Natural-language object grounding data:
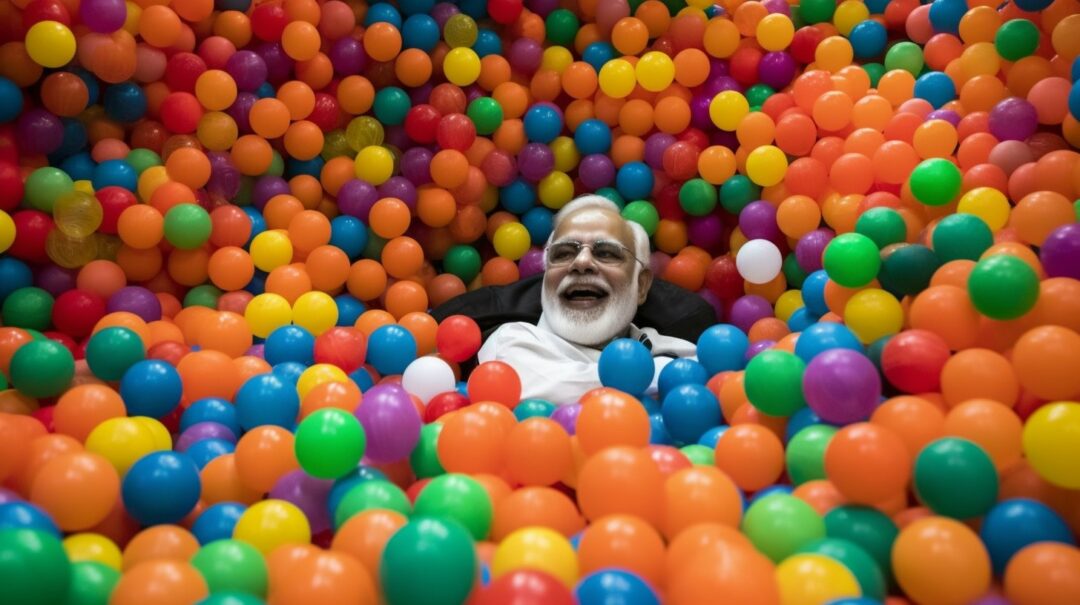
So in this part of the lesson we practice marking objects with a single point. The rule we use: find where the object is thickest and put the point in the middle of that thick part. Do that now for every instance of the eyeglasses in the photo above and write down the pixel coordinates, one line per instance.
(604, 251)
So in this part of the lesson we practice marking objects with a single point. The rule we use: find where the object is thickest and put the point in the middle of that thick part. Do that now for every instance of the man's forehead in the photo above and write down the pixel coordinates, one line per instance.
(598, 223)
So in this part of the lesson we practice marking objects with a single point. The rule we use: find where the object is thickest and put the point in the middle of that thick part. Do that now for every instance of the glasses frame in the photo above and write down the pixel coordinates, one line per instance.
(582, 245)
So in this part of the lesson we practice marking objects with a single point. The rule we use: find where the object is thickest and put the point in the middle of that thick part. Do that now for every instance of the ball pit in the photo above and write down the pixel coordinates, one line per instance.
(224, 227)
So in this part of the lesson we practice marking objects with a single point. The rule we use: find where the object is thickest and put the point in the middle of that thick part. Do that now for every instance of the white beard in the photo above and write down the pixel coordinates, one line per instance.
(590, 327)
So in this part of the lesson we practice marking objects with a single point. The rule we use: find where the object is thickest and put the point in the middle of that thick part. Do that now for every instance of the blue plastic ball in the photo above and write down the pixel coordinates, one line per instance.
(542, 123)
(723, 348)
(626, 364)
(151, 388)
(634, 180)
(217, 522)
(115, 173)
(211, 409)
(161, 487)
(610, 587)
(592, 136)
(289, 343)
(1014, 524)
(267, 399)
(390, 349)
(821, 337)
(689, 411)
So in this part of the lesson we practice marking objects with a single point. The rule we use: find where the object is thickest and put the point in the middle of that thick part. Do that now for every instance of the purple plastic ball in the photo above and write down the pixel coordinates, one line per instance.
(841, 386)
(1013, 119)
(356, 197)
(390, 421)
(135, 299)
(309, 494)
(747, 310)
(1061, 252)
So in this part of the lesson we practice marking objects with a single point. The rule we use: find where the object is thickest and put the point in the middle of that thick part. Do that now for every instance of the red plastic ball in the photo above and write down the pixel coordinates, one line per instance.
(343, 347)
(77, 311)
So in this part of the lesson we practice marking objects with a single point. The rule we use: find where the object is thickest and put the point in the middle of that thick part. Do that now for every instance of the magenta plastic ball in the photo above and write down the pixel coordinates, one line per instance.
(1013, 119)
(390, 421)
(841, 386)
(135, 299)
(747, 310)
(596, 171)
(1061, 252)
(356, 197)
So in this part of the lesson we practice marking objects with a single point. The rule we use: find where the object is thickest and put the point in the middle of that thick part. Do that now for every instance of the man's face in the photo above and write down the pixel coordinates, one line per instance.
(591, 299)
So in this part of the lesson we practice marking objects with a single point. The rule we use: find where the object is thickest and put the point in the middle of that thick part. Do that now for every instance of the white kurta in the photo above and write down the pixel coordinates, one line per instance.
(561, 372)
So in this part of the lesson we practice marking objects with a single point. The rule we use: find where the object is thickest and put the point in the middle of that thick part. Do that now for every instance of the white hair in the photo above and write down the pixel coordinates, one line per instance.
(592, 201)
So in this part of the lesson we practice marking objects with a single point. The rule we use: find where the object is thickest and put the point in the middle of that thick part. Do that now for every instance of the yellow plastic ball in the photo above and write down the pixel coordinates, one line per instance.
(93, 548)
(461, 66)
(775, 31)
(375, 164)
(1051, 445)
(873, 313)
(766, 165)
(617, 78)
(267, 312)
(315, 311)
(511, 240)
(50, 43)
(537, 548)
(988, 204)
(556, 58)
(319, 374)
(812, 579)
(271, 249)
(566, 153)
(555, 190)
(121, 441)
(727, 109)
(655, 71)
(269, 524)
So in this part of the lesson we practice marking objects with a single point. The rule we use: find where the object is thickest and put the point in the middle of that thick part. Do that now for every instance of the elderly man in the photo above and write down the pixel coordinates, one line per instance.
(596, 273)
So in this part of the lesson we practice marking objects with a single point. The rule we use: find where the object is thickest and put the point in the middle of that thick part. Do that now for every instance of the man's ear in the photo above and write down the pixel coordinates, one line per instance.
(644, 283)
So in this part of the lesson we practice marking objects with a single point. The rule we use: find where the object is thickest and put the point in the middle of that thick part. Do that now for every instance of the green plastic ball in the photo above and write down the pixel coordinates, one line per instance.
(112, 350)
(961, 237)
(780, 524)
(92, 583)
(1016, 39)
(882, 225)
(463, 261)
(773, 382)
(851, 259)
(375, 494)
(806, 453)
(737, 192)
(956, 478)
(424, 457)
(231, 566)
(486, 115)
(187, 226)
(329, 443)
(906, 269)
(41, 368)
(643, 213)
(698, 197)
(935, 182)
(34, 567)
(391, 106)
(29, 308)
(44, 185)
(562, 27)
(458, 497)
(1003, 286)
(430, 561)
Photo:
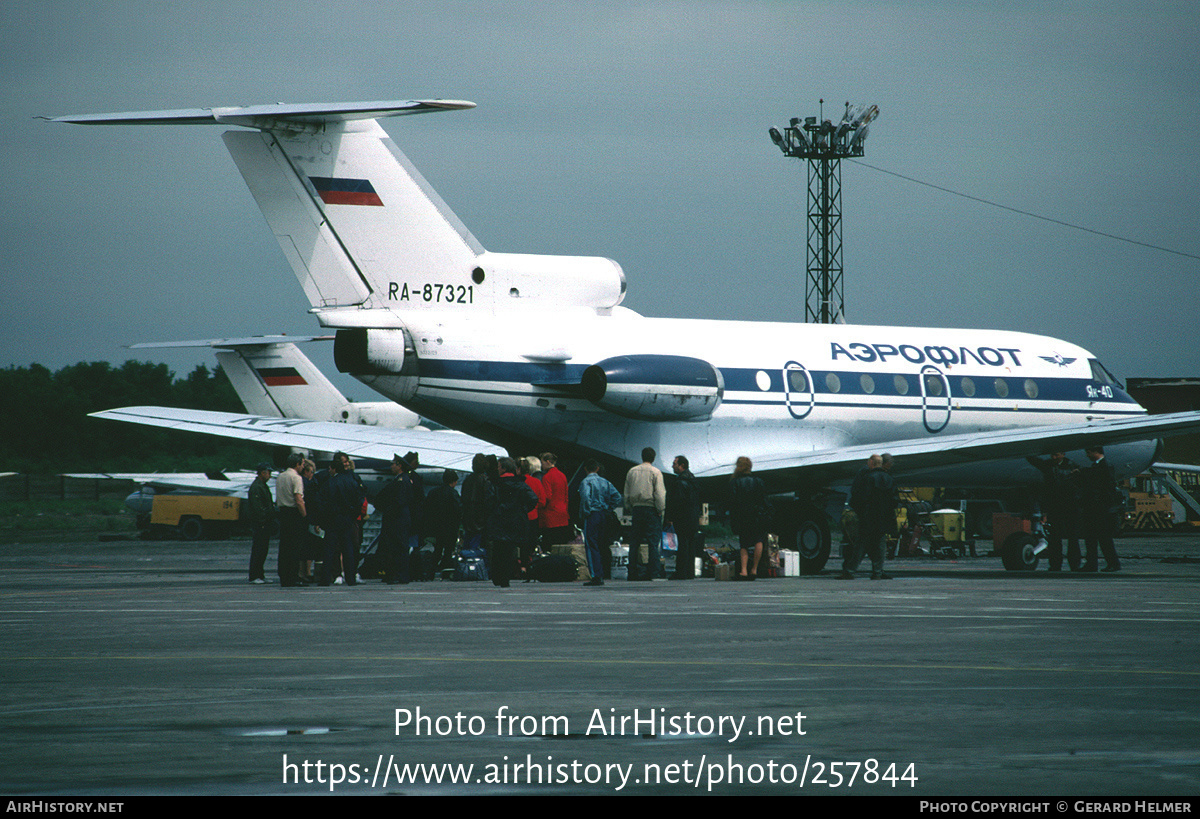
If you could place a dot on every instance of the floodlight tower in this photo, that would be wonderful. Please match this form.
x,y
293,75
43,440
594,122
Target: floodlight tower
x,y
823,144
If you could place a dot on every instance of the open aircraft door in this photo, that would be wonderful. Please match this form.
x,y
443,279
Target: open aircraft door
x,y
797,389
935,399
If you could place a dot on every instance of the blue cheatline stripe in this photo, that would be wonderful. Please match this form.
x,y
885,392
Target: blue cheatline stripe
x,y
325,184
743,380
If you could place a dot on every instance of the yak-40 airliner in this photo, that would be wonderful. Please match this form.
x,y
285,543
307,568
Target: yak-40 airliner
x,y
534,352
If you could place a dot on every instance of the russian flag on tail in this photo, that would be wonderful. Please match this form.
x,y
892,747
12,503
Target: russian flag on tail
x,y
334,190
281,376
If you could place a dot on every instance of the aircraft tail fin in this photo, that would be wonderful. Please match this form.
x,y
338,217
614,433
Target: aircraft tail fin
x,y
354,219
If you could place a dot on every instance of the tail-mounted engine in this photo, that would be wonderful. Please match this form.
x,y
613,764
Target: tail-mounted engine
x,y
654,387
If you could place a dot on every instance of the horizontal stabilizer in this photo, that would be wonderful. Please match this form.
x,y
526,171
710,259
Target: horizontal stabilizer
x,y
917,456
271,117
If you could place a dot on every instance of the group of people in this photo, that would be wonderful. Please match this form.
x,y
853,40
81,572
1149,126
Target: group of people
x,y
651,506
510,508
1080,502
318,516
869,518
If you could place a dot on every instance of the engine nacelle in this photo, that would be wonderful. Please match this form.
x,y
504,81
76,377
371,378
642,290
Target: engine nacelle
x,y
576,281
373,352
654,387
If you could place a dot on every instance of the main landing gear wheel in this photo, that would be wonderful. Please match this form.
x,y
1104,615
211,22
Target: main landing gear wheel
x,y
805,528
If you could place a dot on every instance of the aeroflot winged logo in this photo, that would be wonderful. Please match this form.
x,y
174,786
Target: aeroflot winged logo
x,y
931,354
1057,359
334,190
281,376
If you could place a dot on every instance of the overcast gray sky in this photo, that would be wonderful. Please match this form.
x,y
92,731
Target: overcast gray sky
x,y
629,130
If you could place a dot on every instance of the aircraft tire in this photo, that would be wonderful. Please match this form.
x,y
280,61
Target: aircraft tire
x,y
1018,554
808,531
191,528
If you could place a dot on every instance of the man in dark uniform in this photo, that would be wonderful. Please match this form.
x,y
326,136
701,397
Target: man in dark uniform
x,y
394,502
1060,503
508,525
341,501
262,522
683,514
1101,504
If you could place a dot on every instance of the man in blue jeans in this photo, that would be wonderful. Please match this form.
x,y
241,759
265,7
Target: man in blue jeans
x,y
646,498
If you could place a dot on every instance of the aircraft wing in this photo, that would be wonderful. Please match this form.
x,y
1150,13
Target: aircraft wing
x,y
444,448
921,456
234,483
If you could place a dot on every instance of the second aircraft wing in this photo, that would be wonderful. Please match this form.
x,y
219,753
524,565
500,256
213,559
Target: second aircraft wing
x,y
444,448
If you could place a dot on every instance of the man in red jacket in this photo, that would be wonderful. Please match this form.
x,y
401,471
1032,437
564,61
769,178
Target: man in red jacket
x,y
553,520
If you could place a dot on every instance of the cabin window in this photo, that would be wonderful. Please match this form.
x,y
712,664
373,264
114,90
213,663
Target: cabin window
x,y
1102,375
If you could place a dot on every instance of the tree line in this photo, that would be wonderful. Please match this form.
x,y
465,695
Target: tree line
x,y
47,429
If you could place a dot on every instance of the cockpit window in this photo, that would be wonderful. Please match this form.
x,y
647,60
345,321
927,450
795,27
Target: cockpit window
x,y
1103,376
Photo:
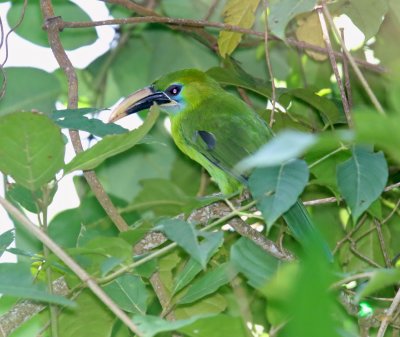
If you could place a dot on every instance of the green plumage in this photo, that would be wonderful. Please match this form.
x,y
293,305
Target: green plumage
x,y
217,130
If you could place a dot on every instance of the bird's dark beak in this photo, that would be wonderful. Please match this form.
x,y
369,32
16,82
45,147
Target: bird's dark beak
x,y
140,100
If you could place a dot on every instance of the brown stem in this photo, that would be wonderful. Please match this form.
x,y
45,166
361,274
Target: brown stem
x,y
70,263
325,35
53,25
269,66
346,74
202,23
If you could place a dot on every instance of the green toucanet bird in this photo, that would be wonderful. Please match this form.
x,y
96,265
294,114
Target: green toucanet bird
x,y
214,128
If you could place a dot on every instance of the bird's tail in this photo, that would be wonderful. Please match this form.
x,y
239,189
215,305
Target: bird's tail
x,y
304,231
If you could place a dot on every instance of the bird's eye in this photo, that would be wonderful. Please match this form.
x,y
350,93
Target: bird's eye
x,y
174,89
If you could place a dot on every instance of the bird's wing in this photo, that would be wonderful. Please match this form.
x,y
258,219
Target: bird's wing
x,y
225,130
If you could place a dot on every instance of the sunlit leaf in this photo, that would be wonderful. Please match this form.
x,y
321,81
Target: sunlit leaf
x,y
6,239
129,292
282,11
16,280
285,146
277,188
25,150
210,282
380,279
33,20
186,236
89,315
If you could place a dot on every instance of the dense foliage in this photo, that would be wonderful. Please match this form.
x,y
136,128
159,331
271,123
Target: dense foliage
x,y
171,263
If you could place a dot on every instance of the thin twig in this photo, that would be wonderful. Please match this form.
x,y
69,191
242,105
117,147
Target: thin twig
x,y
382,244
389,315
53,27
269,66
202,23
70,263
211,10
357,71
325,35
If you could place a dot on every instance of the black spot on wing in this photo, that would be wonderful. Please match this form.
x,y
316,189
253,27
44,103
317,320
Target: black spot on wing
x,y
208,138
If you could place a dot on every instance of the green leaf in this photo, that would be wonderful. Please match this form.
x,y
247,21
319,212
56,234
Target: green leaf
x,y
277,188
385,133
238,13
186,236
25,150
380,279
282,11
211,305
29,89
361,179
311,308
210,282
16,280
111,145
192,268
89,315
152,325
285,146
6,239
328,110
31,27
253,262
367,15
216,326
189,272
163,197
75,119
233,75
129,292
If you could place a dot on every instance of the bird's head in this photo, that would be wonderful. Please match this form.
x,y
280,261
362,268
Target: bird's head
x,y
173,93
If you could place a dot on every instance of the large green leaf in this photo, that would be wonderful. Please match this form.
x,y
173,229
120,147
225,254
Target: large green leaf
x,y
277,188
16,280
253,262
31,27
361,179
210,282
385,132
238,13
75,119
29,89
111,145
282,11
31,148
287,145
129,292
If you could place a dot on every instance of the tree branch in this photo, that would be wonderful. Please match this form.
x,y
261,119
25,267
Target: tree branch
x,y
70,263
202,23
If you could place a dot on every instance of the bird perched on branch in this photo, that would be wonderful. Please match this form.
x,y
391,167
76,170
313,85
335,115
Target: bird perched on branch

# Your goal
Scan the records above. Return every line with "perched" in it.

# Answer for this exercise
If you could place a dot on every instance of the bird perched on branch in this photo, that would be wonderful. Please match this form.
Target: bird perched on branch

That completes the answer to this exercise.